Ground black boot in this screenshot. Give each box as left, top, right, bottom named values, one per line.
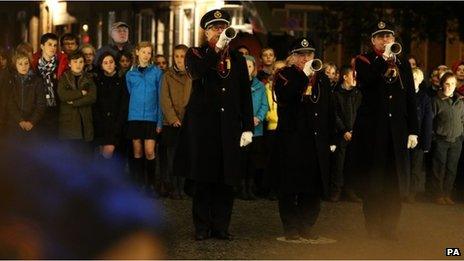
left=146, top=158, right=158, bottom=198
left=344, top=189, right=362, bottom=202
left=237, top=180, right=248, bottom=200
left=246, top=177, right=257, bottom=200
left=129, top=157, right=145, bottom=189
left=178, top=177, right=186, bottom=199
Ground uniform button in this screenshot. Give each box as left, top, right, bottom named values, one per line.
left=388, top=113, right=392, bottom=117
left=389, top=95, right=393, bottom=99
left=314, top=112, right=318, bottom=117
left=222, top=88, right=226, bottom=92
left=221, top=108, right=225, bottom=112
left=314, top=131, right=318, bottom=136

++++++

→ About this exercise
Copy exactly the lines from the one with "Ground uniform button" through the last line of the material, keeping both ends.

→ Written response
Ground uniform button in this screenshot. Give each box as left, top, right, bottom named values, one per line.
left=388, top=113, right=392, bottom=117
left=389, top=95, right=393, bottom=99
left=314, top=112, right=318, bottom=117
left=222, top=88, right=226, bottom=92
left=221, top=108, right=225, bottom=112
left=314, top=131, right=318, bottom=136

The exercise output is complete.